#### Given instruction:
Find every line in the entries below that contains the word "would", and copy each of those lines.

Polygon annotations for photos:
****************
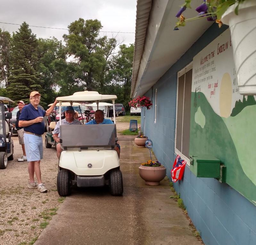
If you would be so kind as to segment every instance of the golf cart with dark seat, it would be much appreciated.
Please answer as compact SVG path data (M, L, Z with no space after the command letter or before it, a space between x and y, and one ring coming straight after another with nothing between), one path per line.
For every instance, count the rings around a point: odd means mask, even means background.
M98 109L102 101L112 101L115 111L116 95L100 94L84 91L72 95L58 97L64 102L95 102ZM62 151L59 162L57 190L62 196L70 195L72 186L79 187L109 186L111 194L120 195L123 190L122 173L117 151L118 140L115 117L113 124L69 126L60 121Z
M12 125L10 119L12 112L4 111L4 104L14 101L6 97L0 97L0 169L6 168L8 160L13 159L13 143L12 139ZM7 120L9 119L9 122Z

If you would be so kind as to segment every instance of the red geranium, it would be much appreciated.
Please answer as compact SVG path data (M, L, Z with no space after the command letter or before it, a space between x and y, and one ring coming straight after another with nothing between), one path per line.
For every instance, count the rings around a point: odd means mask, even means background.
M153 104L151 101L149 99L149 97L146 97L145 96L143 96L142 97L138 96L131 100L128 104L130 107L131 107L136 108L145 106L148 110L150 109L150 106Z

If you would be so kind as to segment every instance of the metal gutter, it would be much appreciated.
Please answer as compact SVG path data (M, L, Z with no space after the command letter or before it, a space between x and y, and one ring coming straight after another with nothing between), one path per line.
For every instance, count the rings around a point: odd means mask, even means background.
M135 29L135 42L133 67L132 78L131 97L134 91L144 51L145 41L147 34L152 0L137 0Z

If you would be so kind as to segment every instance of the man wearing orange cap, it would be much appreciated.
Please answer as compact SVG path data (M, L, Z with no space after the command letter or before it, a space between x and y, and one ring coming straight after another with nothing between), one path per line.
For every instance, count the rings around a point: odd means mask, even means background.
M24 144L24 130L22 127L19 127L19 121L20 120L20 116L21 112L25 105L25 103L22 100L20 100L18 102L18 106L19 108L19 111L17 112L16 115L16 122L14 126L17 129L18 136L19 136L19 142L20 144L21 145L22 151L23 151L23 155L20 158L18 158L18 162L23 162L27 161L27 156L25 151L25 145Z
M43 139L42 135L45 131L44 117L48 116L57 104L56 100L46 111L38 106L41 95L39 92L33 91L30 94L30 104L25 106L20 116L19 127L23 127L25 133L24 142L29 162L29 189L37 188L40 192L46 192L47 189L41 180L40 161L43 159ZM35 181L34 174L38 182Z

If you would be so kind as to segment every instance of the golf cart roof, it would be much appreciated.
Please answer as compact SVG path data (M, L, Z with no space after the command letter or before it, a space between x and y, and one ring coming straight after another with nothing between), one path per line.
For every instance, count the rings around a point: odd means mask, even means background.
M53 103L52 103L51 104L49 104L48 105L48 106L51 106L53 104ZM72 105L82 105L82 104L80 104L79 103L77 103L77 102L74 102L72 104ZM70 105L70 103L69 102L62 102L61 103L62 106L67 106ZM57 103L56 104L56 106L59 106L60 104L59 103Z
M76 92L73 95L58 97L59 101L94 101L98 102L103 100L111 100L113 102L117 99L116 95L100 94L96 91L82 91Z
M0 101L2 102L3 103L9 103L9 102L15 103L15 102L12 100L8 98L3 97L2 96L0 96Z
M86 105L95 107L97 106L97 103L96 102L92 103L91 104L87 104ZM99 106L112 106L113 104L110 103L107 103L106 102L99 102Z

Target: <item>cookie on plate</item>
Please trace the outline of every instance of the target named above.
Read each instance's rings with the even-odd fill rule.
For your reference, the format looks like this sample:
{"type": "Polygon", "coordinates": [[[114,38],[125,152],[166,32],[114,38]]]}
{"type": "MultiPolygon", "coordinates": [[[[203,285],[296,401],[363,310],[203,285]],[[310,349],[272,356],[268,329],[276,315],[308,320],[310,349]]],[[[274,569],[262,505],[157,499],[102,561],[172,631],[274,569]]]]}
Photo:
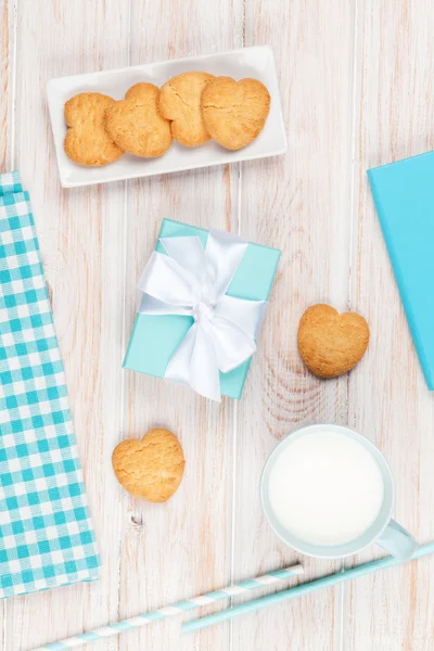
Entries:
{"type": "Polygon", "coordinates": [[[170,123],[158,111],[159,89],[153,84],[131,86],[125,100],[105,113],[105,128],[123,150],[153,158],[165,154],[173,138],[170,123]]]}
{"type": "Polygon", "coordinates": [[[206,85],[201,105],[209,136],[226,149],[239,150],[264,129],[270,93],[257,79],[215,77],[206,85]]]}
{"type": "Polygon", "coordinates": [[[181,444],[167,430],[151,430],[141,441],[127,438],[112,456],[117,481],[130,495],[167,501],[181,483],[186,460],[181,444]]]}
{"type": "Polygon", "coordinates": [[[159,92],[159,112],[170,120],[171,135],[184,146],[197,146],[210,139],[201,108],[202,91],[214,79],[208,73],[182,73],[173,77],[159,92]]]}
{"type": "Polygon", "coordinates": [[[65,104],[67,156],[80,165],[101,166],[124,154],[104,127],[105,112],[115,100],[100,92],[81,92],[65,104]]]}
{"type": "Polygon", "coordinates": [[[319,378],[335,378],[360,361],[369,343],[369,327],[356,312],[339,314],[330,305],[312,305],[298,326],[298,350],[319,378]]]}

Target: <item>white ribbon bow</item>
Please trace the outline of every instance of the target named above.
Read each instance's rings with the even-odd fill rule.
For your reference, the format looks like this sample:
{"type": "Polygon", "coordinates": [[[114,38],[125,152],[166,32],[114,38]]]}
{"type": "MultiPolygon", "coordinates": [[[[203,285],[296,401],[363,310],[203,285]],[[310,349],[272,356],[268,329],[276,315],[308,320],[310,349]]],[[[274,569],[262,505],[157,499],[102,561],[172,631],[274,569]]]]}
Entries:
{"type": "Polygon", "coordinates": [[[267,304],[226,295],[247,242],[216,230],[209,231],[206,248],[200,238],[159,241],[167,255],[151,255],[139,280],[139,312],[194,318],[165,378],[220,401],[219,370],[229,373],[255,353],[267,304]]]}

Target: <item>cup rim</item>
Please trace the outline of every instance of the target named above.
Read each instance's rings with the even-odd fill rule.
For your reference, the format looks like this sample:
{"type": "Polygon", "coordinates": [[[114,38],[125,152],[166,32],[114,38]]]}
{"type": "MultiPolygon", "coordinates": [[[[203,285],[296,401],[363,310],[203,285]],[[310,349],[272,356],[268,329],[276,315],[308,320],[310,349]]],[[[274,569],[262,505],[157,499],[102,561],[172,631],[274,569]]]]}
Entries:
****************
#### Response:
If you would be so kind as to segment every instance of the golf cart with dark seat, it would be much appreciated.
If you would be so kind as to segment every instance of the red geranium, it would be much appreciated.
If you would be so kind as to segment every instance of the metal gutter, it would be much appreciated.
If you would be so kind as to segment every instance of the man wearing orange cap, it would be much appreciated.
If you would be so kind as to segment every instance of the golf cart roof, it would be much appreciated.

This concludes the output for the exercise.